Document segment -

Therefore, this embodiment of the present invention eliminates such
bindings while formulating the optimization problem rather than
discovering unfeasiblity after forming the constraints. This can
potentially save on the run-time. As described above, checking for
unfeasibility is quite simple, given a binding. At the time of
forming the linear program, we simply perform the test for
feasibility described above for OPT1. If the problem is infeasible,
then, the current binding is dropped and the system moves on to the
next binding. If the problem is feasible, then the system adds the
constraints of the current binding to the linear program and moves
on to the next binding. This process is repeated until all of the
potential bindings have been checked. As a result, this approach
guarantees that the optimization problem OPT2 is feasible and that
the optimal solution of OPT2 gives us the optimal binding.
[0081] The flow diagram for solving the optimal binding problem is
shown in FIG. 6. A pre-requisite for this optimization is a
database of area-delay curves for the macros under consideration
and their corresponding implementations 680. The system takes as
input a macro graph, which has been previously generated from the
RTL description of the design. From this macro graph, the system
automatically generates all of the possible paths in the graph. The
designer specifies the delay constraints on the paths. Based on the
implementations for the macros, in the database, the system
generates candidate binding solutions. For each binding solution,
the system checks for unfeasibility. If the solution is infeasible,
the system moves on to the next candidate binding. Otherwise, the
system generates the constraints for the linear program. This
procedure is repeated until all binding solutions have been
exhausted. Finally, the system solves the linear program to produce
the optimal solution, which corresponds to the optimal binding
along with the optimal delay allocation.
[0082] In FIG. 6, in block 610, the RTL description of a circuit
Functional Unit Block ("FUB") is translated into a graph describing
the connectivity of the macros (adders, multiplexers, etc.) in the
FUB and transmitted to block 620. Block 610 can either be done
automatically (using an internally developed CAD tool like REAL) or
manually by the designer. REAL is a proprietary Intel.RTM.
Corporation CAD tool The graph provides information regarding how
data and control flow through the FUB. The graph also forms the
basis for extracting the various paths through which information
can flow in the design. In block 620, the system automatically
extracts the various paths through which information can move in
the design to ensure that the timing constraints, which determine
design performance, are met on all of these paths for a successful
design. To currently generate these paths would require a designer
to perform exhaustive and time consuming manual searches on the
graph. Since, each macro in the design can be potentially
implemented in several ways, an association of implementations with
macros is referred to as a candidate binding solution. In block
630, a candidate solution is generated by choosing an
implementation for each macro block in the FUB and then applying
the subsequent steps in the flow. Each candidate solution is then
transmitted to block 640 to determine if that implementation meets
the timing constraints on the extracted paths found in block 620.

Source data -
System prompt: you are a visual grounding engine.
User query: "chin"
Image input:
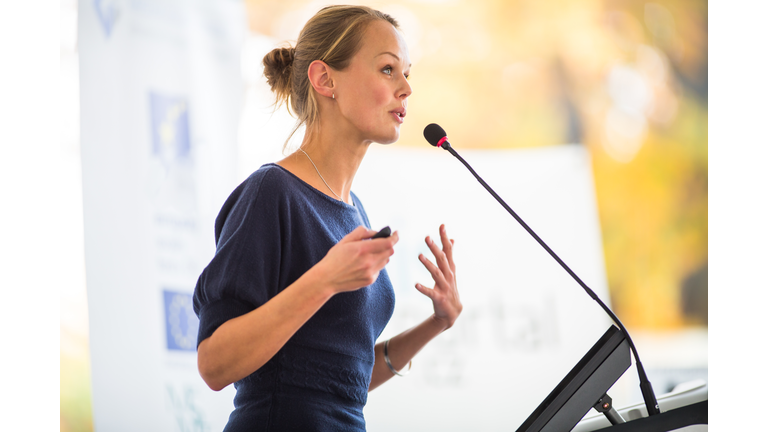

Short task A - In the excerpt on optimal binding, how does the sentence "The designer specifies the delay constraints on the paths." read in Spanish?
Short task B - Which numbered blocks of FIG. 6 does the excerpt on optimal binding mention?

Solution A - El diseñador especifica las restricciones de retardo en las rutas.

Solution B - 610, 620, 630, 640